§ **Excerpt provided**
═══

Usability Test Suite: Improving Usability in Flax #1619

cgarciae · 2021-10-15T20:12:25Z

cgarciae
Oct 15, 2021
Maintainer

Hey Flax team! I had a chat with @avital a while ago and he invited me to post about things that I believe are usability issues in Flax so here it is.

In this discussion I will be comparing Flax with the new family of Pytree-based Module systems that includes Treex and Equinox since they seem to improve usability while being roughly as powerful (there are known edge cases though). Please feel free to suggests edits, I writing this in "vanilla" Flax and might not know more advanced mechanics.

Goal

Figure out if there is a way for Flax to simplify some of the presented cases.

Calling Modules

From a user perspective this is probably the most noticeable difference between Flax and traditional module systems like Pytorch and Keras.

Normal Call

Flax
When calling the top module in Flax using apply you have a lot of control at the cost of being significantly more verbose. You also get an asymmetry between calling modules inside other modules and when calling them on the outside.

class MyModule(Module):
    def __call__(self, x):
        return self.submodule(x) # inside you make normal calls

module = MyModule()
variables = module.init(...)
...
# outside you use apply
y, updates = module.apply(
    variables,
    *args,
    mutable=["batch_stats"],
    rngs={"dropout": key},
    **kwargs,
)
variables = variables.copy(updates)

Trees
Pytree Modules tend to behave like regular python objects, since they contain their own parameters and can be jitted so they generally don't need apply-like functions and rely on __call__ directly.

class MyModule(Module):
    def __call__(self, x):
        return self.submodule(x) # inside you make normal calls

module = MyModule()
module = module.init(...)
...
# outside you make normal calls
y = module(*args, **kwargs)

Calling Methods

This example is the same as the previous but the methods some_method and another_method will be called instead of the __call__ method.

Flax
To achieve this in Flax you use the method argument in apply which lets you call a method, the tradeoffs are the same as the previous example.

Note: I've never done this but I assume methods are called normally when inside other modules.

class MyModule(Module):
    def some_method(self, x):
        return self.submodule.another_method(x) # inside you call the method normally

module = MyModule()
variables = module.init(...)
...
# outside you use apply
y, updates = module.apply(
    variables,
    *args,
    mutable=["batch_stats"],
    rngs={"dropout": key},
    method=MyModule.some_method, # and specify the method argument
    **kwargs,
)

═══

§ **Dataset excerpt**
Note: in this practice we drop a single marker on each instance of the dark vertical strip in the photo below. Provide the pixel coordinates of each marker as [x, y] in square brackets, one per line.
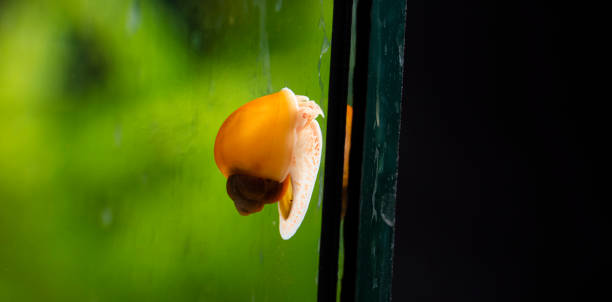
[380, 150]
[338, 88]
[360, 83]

═══

§ **Written exercise**
Copy the Flax usability post verbatim, starting with "module = module.init(...)" and going on through "the __call__ method.". The material is separate from the Flax usability post.

§ **Task output**
module = module.init(...)
...
# outside you make normal calls
y = module(*args, **kwargs)

Calling Methods

This example is the same as the previous but the methods some_method and another_method will be called instead of the __call__ method.